# Exercise task a
In the records below, repeat the lines starting with the line containing "Where can you see the calm" and going on through the line containing "column 597, row 298", including both of those lines.

# Given passage
This attitude has led to an unconscionable large-scale, self-centered exploitation and destruction of the natural world and the environment with all the consequences that we are aware of: pollution of land, water, oceans, and air; the disappearance of animal and plant species of all kinds; an increase in the temperature of the earth accompanied by melting of glaciers and permafrost; an increase in the level of the oceans; unpredictable climate change and more severe climatic conditions.
It is time to concentrate on our responsibility before God for the caring, protection, and fostering of God’s creation. Creation care is thus both a spiritual duty and a spiritual opportunity.
I’m sure we’ve all heard that September is Climate Action Month, and young people and elders alike are rising up in strike action to declare to the world’s political leaders that caring for the environment through radical changes in our practices and policies is urgently necessary.

# Object point labels
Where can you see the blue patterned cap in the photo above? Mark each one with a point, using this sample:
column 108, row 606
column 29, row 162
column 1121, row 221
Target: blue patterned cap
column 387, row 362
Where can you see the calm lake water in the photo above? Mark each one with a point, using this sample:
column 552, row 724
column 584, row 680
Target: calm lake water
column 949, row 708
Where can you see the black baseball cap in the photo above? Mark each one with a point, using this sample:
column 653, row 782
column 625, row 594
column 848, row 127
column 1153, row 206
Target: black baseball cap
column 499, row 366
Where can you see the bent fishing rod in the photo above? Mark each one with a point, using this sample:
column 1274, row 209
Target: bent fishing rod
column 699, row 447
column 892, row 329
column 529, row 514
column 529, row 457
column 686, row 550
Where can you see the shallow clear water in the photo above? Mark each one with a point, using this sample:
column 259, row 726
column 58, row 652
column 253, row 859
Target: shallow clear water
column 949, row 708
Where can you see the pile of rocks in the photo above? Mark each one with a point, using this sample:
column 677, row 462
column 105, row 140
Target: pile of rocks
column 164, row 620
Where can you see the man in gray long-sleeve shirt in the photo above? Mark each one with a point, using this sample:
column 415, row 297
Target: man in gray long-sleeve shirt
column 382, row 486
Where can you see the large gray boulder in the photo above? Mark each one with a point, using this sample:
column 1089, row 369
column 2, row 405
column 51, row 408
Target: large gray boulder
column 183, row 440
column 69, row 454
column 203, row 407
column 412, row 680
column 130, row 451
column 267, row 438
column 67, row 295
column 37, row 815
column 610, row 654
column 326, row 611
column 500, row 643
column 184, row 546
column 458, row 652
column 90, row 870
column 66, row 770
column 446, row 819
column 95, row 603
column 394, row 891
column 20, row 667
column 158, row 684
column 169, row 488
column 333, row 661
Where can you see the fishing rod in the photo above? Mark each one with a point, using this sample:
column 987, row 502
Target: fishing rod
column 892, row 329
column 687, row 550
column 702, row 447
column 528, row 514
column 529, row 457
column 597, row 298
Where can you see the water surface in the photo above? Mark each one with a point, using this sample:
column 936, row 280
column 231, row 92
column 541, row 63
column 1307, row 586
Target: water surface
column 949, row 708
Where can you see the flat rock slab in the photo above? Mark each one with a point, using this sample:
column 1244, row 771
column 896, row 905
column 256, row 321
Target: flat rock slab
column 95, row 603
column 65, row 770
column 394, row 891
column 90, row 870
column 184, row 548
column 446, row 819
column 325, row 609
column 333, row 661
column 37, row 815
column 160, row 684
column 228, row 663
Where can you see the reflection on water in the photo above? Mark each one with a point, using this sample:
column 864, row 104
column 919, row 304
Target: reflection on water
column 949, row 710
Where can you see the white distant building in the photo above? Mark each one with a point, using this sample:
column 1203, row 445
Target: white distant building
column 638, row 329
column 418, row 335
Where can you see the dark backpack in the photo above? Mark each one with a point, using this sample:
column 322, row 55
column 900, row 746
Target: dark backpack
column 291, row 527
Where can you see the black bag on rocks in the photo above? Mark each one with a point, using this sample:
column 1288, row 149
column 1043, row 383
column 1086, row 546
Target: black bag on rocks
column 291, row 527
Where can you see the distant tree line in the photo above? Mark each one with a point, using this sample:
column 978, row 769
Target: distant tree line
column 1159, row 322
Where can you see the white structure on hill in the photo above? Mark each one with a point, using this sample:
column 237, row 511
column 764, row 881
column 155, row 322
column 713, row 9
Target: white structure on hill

# Exercise task b
Write out the passage on creation care again, starting with "It is time to" and going on through "a spiritual opportunity.", but switch "spiritual" to "moral".

# Right answer a
Where can you see the calm lake water in the photo above? Mark each one with a point, using this sample:
column 552, row 724
column 584, row 680
Target: calm lake water
column 949, row 708
Where can you see the black baseball cap in the photo above? Mark each one with a point, using this sample:
column 653, row 782
column 625, row 594
column 848, row 127
column 1153, row 206
Target: black baseball cap
column 499, row 366
Where can you see the bent fishing rod in the photo above? Mark each one with a point, using this sample:
column 1274, row 209
Target: bent fishing rod
column 699, row 447
column 892, row 329
column 529, row 514
column 529, row 457
column 686, row 550
Where can you see the shallow clear water in the photo above? Mark each one with a point, using this sample:
column 259, row 726
column 58, row 652
column 253, row 859
Target: shallow clear water
column 949, row 708
Where can you see the pile of rocks in the photo above? Mark each one with a point, using this sample:
column 677, row 462
column 105, row 140
Target: pile of rocks
column 164, row 620
Where can you see the man in gray long-sleeve shirt in the photo above? Mark each one with a point, using this sample:
column 415, row 297
Target: man in gray long-sleeve shirt
column 382, row 486
Where can you see the large gray boulder in the photo above? Mark each one with a point, using this sample:
column 1089, row 369
column 2, row 405
column 51, row 408
Target: large gray boulder
column 183, row 440
column 69, row 454
column 203, row 407
column 412, row 680
column 130, row 451
column 267, row 438
column 67, row 295
column 37, row 815
column 610, row 654
column 326, row 611
column 500, row 643
column 184, row 546
column 458, row 652
column 90, row 870
column 66, row 770
column 446, row 819
column 95, row 603
column 394, row 891
column 20, row 667
column 158, row 684
column 169, row 488
column 333, row 661
Where can you see the fishing rod in the photo above? Mark each one with a point, using this sample:
column 987, row 502
Target: fishing rod
column 892, row 329
column 687, row 550
column 702, row 447
column 528, row 514
column 529, row 457
column 597, row 298

# Right answer b
It is time to concentrate on our responsibility before God for the caring, protection, and fostering of God’s creation. Creation care is thus both a moral duty and a moral opportunity.